# [What you need to do]
a) List every body of thought that the text on privacy and context names as having nothing to say about personal data.
b) Carry on the text on the contextual approach to privacy from the point where it ends.

# [Text provided]
********
The problem with the otherwise compelling contextual approach to twofold:
The context is often non-existent: What do centuries of Enlightenment philosophy, Anglo Saxon jurisprudence, or Judeo-Christian thought have to say about the privacy of my 23andme genomic data? My Goodreads reading data? What’s even the user-centric context about any of that? How about my smartwatch’s health data, probably the biggest or at least longest-running heap of health data about me? There isn’t a pre-existing privacy context to any of this.
The context of privacy expectation often changes. We used to dox everyone every year: it was called the phone book, and arrived on your doorstep. You couldn’t invent the phone book now under current privacy law if you tried.
On the flip side, nobody in the landline age would have signed up to be tracked by a device that more or less transmitted a live feed of your location and endless images of you to countless parties, some even unknown to you.
********
# [Given data]
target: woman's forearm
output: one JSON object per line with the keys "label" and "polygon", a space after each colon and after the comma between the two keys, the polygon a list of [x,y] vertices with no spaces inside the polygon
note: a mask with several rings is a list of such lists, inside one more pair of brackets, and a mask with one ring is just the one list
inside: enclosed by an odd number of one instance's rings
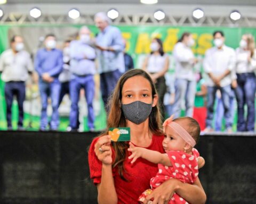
********
# [Results for the exercise]
a) Enlightenment philosophy, Anglo Saxon jurisprudence, Judeo-Christian thought

b)
To take a more concrete example, when Facebook shipped Newsfeed in 2006, it caused a storm of outrage at what seemed a grievous breach in privacy. A year later, if Facebook had shut down Newsfeed there would have been riots on the streets. The context shifted very quickly (which was the moral argument behind their now retired mantra MOVE FAST AND BREAK THINGS). As technology whipsaws the human sense of self and our relationship to other humans, that context radically changes along with it.
Points 1 and 2 together mean that even in a nuanced and good-faith (rather than harshly ideological) approach to privacy such as that offered by Nissenbaum, we’re still making it up as we go along.
The good news is that with differential privacy, the privacy logic has been engineered to conform with how people actually view their own privacy. That is, not as some categorical summum bonum I’m never willing to erode even microscopically, nor the binary output of some convoluted logic dictated by law, but rather as a squishy blob, almost a reservoir of a commodity. That blob of privacy I’m willing to trade here or there in exchange for some amount of convenience, security or community. That’s how we’ve always done it, whether it’s the phone book or the Fourth Amendment. As with so many other aspects of the computation that’s taken over more and more of our lives, making the digital conform to the human (rather than vice versa) is the path to a more peaceful compromise.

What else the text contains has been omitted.